* _EXERCISE AIM_
Render the records, from their start through the line containing "1 1 507 200", as a Markdown table with the columns Row and Line. Omit blank lines and pictures.

EXTRACTED ENTRIES start

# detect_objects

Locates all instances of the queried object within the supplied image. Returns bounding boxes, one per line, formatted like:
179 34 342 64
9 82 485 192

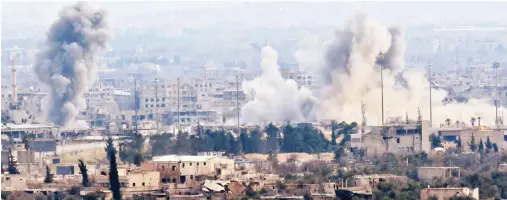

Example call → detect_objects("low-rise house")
353 174 408 188
417 167 461 182
153 155 234 184
420 187 479 200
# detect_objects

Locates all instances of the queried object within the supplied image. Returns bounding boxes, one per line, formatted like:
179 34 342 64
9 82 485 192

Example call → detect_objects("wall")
420 188 479 200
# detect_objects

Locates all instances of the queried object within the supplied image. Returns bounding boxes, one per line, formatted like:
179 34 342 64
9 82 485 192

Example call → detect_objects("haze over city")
1 1 507 200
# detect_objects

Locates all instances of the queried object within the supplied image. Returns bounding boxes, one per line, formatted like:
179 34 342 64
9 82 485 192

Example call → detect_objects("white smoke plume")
316 15 495 125
35 2 110 127
241 46 318 124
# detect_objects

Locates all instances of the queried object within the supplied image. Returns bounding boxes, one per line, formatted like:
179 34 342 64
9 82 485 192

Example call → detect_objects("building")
153 155 234 184
419 188 479 200
417 167 461 182
353 174 408 188
351 121 431 157
438 127 507 151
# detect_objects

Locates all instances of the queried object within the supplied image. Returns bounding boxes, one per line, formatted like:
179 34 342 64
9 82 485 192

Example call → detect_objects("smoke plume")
35 2 110 127
241 46 317 123
316 15 495 124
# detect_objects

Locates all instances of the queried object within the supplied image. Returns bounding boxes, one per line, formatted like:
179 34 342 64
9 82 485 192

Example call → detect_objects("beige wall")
417 167 460 182
127 172 160 187
420 188 479 200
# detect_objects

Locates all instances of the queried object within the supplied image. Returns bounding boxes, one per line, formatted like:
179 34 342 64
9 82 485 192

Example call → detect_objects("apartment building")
351 120 431 157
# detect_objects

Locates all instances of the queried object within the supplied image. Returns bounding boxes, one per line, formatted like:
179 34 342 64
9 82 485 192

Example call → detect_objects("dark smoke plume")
35 2 111 127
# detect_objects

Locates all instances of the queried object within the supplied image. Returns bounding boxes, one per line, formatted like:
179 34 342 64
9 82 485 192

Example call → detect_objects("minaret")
11 54 18 106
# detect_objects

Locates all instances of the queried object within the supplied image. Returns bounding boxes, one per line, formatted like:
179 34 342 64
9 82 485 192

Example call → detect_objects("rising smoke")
241 46 317 124
317 15 502 124
35 2 110 127
241 15 504 125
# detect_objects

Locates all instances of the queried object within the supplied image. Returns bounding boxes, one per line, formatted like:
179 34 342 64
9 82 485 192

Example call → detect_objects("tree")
106 137 121 200
430 133 442 148
493 143 498 153
334 147 346 161
7 148 19 174
44 165 53 183
331 120 338 146
478 139 484 153
78 159 90 187
486 136 493 153
468 135 477 152
105 137 116 162
134 151 144 167
417 107 422 122
456 135 462 149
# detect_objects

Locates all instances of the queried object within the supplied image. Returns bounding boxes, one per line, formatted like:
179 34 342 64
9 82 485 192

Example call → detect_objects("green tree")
106 137 121 200
78 159 90 187
493 143 498 153
486 136 493 153
334 147 346 161
456 135 462 149
468 135 477 152
264 123 280 151
478 139 484 153
430 133 442 148
7 148 19 174
331 120 338 146
44 165 53 183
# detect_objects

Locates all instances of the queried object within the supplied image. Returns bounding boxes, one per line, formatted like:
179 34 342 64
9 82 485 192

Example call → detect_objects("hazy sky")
2 0 507 35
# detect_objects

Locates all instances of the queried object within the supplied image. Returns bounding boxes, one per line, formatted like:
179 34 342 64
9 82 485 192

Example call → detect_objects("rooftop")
153 155 216 162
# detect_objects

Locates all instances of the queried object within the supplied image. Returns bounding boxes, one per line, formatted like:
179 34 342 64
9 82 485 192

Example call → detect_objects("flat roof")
153 155 217 162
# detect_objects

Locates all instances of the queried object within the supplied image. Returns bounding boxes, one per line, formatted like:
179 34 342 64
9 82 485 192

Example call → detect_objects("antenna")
134 74 139 134
378 52 384 125
177 78 180 133
11 53 18 107
361 101 366 133
236 75 240 134
155 78 160 135
428 65 433 127
493 62 500 129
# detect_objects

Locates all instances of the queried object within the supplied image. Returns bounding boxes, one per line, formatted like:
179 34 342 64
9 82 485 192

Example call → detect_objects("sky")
2 0 507 34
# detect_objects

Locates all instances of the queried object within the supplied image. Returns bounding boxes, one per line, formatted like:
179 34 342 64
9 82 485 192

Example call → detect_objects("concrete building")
353 174 408 188
419 188 479 200
417 167 461 182
351 121 431 157
438 127 507 151
153 155 234 184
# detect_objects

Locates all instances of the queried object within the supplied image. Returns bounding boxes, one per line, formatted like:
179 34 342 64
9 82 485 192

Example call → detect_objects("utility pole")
493 62 500 129
428 64 433 127
134 75 139 134
176 78 180 132
379 52 384 125
155 78 160 135
236 75 240 134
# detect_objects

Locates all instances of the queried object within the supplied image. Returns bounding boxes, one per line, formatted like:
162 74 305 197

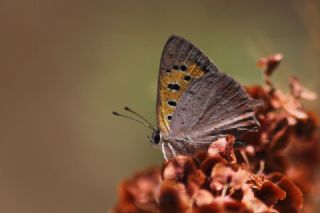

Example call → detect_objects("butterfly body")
152 35 260 158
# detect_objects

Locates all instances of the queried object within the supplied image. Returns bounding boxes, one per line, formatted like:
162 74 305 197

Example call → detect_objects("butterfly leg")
168 143 177 157
161 143 168 161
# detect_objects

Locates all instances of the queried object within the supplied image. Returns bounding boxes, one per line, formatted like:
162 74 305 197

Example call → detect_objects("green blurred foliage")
0 0 320 213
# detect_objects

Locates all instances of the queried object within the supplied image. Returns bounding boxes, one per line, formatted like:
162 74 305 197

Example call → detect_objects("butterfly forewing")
157 36 217 135
157 36 260 142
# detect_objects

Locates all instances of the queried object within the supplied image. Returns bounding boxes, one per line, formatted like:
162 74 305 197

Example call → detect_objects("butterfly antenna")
112 112 155 131
124 106 155 130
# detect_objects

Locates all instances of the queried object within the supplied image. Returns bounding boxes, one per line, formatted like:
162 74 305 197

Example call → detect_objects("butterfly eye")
152 131 161 144
180 64 188 71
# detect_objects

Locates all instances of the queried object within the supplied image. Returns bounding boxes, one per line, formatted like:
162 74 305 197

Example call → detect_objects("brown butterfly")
114 35 261 159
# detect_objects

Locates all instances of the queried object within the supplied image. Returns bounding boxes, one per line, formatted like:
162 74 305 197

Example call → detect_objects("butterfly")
151 35 261 159
113 35 262 159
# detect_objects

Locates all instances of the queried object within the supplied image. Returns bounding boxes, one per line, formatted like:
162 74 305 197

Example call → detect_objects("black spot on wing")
168 101 177 106
183 75 191 81
168 84 180 91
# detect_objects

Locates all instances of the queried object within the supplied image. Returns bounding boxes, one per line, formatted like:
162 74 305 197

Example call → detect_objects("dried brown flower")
113 54 319 213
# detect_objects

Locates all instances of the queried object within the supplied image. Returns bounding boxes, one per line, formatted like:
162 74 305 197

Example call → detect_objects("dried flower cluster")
112 54 318 213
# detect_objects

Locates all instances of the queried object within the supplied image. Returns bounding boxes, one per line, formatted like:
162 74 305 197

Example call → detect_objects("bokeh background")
0 0 320 213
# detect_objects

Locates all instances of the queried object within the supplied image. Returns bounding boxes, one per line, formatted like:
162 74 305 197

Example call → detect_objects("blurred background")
0 0 320 213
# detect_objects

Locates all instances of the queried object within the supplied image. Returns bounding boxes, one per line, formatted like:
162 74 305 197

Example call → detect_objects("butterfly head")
150 130 162 146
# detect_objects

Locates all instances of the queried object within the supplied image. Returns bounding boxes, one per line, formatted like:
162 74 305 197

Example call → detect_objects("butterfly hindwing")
170 72 261 142
157 36 217 135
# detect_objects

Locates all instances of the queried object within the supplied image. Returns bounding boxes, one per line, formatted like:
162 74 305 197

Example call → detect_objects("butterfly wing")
157 35 217 136
170 72 261 142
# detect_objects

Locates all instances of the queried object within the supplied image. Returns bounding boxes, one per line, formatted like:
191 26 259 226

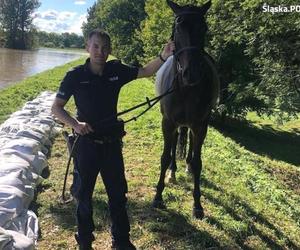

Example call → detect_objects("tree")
83 0 145 64
140 0 300 119
0 0 40 49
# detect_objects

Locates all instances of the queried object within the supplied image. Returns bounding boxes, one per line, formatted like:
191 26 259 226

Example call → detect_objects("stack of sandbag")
0 92 57 250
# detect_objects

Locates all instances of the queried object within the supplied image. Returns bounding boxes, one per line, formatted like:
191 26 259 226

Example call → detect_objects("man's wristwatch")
159 54 166 62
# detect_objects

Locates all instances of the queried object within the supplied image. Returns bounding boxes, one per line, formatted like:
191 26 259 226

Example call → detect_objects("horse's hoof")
185 164 193 174
193 208 204 220
167 171 176 184
152 200 166 209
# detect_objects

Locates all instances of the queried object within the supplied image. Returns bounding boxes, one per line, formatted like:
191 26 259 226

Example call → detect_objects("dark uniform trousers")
71 137 130 243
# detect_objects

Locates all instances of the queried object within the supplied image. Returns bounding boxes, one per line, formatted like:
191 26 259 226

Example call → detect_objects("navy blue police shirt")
56 59 138 136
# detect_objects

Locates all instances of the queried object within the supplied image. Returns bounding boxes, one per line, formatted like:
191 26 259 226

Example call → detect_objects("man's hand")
161 41 175 60
73 122 94 135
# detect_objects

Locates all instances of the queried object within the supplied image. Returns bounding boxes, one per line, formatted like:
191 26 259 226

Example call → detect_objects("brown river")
0 48 86 90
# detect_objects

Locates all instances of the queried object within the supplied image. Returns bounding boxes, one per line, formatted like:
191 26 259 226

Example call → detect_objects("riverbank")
0 48 87 90
0 58 85 123
0 59 300 250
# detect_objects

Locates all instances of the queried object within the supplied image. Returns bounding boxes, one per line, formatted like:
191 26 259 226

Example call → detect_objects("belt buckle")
94 139 104 145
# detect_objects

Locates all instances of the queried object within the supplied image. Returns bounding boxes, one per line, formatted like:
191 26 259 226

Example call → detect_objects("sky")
33 0 96 35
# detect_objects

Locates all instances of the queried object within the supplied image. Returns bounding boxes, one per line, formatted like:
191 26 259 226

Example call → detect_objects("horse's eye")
176 16 183 24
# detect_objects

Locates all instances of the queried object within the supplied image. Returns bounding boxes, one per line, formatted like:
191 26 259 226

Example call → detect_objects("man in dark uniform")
52 30 174 249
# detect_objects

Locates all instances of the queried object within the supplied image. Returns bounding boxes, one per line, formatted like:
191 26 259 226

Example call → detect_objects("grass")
0 60 300 250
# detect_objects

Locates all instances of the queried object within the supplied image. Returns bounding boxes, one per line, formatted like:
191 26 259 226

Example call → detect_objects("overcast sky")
33 0 96 35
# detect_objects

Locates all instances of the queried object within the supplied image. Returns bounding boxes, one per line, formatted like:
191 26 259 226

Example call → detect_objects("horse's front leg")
168 130 178 183
191 124 207 219
153 118 175 208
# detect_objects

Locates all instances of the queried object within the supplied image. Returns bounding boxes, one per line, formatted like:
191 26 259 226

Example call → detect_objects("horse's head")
167 0 211 85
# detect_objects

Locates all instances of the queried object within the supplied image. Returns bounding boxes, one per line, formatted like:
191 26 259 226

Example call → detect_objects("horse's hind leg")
153 118 175 208
185 130 193 174
168 130 178 183
191 124 207 219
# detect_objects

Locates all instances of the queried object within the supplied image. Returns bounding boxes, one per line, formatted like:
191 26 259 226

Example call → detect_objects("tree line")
82 0 300 120
0 0 84 49
0 0 300 120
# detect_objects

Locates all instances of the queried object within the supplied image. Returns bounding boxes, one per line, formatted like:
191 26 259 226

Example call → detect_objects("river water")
0 48 86 90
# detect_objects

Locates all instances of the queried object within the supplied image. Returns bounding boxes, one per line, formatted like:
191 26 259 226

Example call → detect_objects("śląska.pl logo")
262 3 300 14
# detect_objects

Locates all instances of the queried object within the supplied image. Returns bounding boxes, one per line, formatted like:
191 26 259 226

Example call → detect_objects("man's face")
87 35 111 65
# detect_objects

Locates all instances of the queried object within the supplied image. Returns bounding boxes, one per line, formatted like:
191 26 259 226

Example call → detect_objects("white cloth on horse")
155 56 174 95
155 53 220 108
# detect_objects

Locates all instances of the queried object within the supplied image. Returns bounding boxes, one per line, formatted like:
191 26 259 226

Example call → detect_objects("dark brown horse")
153 0 219 218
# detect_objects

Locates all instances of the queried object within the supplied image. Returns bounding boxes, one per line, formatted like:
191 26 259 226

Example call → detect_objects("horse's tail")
177 127 188 160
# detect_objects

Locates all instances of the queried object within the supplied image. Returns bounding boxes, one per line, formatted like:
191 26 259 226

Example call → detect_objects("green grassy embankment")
0 61 300 250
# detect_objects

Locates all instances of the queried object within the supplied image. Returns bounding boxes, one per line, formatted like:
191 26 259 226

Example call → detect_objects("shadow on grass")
212 120 300 167
129 198 220 249
202 178 300 249
44 191 220 249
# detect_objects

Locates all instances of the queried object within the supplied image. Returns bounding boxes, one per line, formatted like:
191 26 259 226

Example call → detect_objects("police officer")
52 30 175 249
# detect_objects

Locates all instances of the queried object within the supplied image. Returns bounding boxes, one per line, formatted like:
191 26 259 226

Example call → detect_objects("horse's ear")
167 0 180 13
201 0 211 15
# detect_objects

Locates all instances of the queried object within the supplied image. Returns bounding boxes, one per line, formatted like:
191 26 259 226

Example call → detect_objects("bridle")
172 11 204 86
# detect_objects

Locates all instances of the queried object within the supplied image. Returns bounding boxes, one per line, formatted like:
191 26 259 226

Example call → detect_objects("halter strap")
174 46 201 57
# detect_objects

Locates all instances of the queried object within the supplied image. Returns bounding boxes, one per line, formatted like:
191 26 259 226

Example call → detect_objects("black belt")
84 134 122 145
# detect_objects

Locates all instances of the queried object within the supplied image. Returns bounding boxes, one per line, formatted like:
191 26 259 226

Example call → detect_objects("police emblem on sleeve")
108 76 119 82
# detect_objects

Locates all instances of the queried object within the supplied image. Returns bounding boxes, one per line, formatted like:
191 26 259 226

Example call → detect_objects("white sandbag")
7 210 39 243
0 185 32 228
1 230 35 250
0 155 42 184
0 137 48 154
0 92 58 250
0 227 13 250
0 149 48 175
0 170 30 193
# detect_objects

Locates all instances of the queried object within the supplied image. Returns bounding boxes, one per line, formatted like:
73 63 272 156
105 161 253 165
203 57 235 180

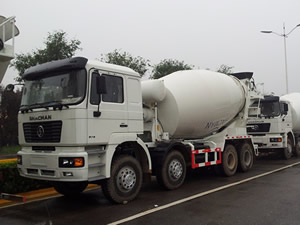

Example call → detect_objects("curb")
0 184 100 209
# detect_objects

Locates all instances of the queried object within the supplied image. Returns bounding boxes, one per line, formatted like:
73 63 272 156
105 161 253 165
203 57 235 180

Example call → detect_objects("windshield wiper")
20 103 49 112
49 101 69 110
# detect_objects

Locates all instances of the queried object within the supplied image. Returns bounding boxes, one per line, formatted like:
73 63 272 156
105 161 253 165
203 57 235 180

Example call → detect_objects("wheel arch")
112 138 152 173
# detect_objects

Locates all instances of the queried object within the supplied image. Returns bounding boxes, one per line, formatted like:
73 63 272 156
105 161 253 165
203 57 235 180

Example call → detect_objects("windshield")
21 69 86 109
261 102 280 117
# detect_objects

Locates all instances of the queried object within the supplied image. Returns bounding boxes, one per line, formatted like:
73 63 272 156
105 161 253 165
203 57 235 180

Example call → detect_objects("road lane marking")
108 162 300 225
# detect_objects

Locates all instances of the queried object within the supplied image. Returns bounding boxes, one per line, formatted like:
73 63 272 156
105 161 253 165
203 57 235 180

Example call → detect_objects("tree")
217 64 234 75
0 86 22 146
101 49 151 76
11 31 81 82
150 59 194 79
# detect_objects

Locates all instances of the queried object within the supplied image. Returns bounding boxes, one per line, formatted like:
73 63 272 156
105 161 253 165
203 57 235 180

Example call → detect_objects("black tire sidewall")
103 156 143 203
159 151 186 190
283 139 293 159
222 145 238 177
239 143 254 172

EXTRACTED ENTRIES end

* _CORRECT OUTPUT_
| Row | Line |
|---|---|
| 1 | # detect_objects |
| 2 | Locates all instances of the queried object within the supplied image. Returns bounding boxes, one per line, formatted like: |
| 3 | 179 34 342 64 |
| 4 | 9 82 485 192 |
| 5 | Example call → detect_objects("low-rise house") |
| 6 | 353 174 408 188 |
| 7 | 417 167 461 182 |
| 8 | 153 155 234 184 |
| 9 | 420 187 479 200 |
| 10 | # detect_objects |
| 11 | Locates all instances of the queried object within the supplied image. Returns bounding boxes, one per line, formatted like: |
| 12 | 179 34 342 64 |
| 13 | 9 82 485 192 |
| 14 | Example call → detect_objects("wall") |
| 15 | 420 188 479 200 |
| 16 | # detect_objects |
| 17 | Locates all instances of the queried object within the supplied image. Returns bounding boxes, one per line, formatted like: |
| 18 | 179 34 342 64 |
| 19 | 9 82 485 192 |
| 20 | Example call → detect_objects("haze over city") |
| 21 | 1 1 507 200 |